# Your task
Write out the rows below word for word, from the very first line through the line containing "[0,331,1024,575]", with both ends included.

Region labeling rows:
■ ■ ■

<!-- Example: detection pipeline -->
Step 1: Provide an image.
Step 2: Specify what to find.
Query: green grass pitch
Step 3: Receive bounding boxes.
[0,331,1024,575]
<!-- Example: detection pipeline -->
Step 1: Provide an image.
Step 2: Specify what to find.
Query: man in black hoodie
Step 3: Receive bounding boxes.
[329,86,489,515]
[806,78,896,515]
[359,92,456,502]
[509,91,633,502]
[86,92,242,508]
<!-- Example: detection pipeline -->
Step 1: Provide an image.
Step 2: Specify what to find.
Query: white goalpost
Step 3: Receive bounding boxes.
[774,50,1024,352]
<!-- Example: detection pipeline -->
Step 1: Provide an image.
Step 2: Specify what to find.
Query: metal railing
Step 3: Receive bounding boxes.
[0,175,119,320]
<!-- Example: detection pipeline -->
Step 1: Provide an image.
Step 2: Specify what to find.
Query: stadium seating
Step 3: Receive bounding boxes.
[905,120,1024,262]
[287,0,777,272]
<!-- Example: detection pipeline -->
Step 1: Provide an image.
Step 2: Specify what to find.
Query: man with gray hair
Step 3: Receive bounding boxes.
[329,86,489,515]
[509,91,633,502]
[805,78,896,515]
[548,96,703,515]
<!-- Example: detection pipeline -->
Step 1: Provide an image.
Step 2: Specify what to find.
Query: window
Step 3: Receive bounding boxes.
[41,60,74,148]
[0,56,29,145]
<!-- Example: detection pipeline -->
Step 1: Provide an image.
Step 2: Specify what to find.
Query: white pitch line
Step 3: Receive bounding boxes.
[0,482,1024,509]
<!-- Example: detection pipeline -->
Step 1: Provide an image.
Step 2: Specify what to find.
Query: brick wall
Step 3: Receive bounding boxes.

■ ■ ■

# Task response
<!-- Example: detection pipeline -->
Step 1: Provide an image.
Step 2: Specify what to find.
Query: green grass pitch
Step 3: Receive bounding boxes.
[0,331,1024,575]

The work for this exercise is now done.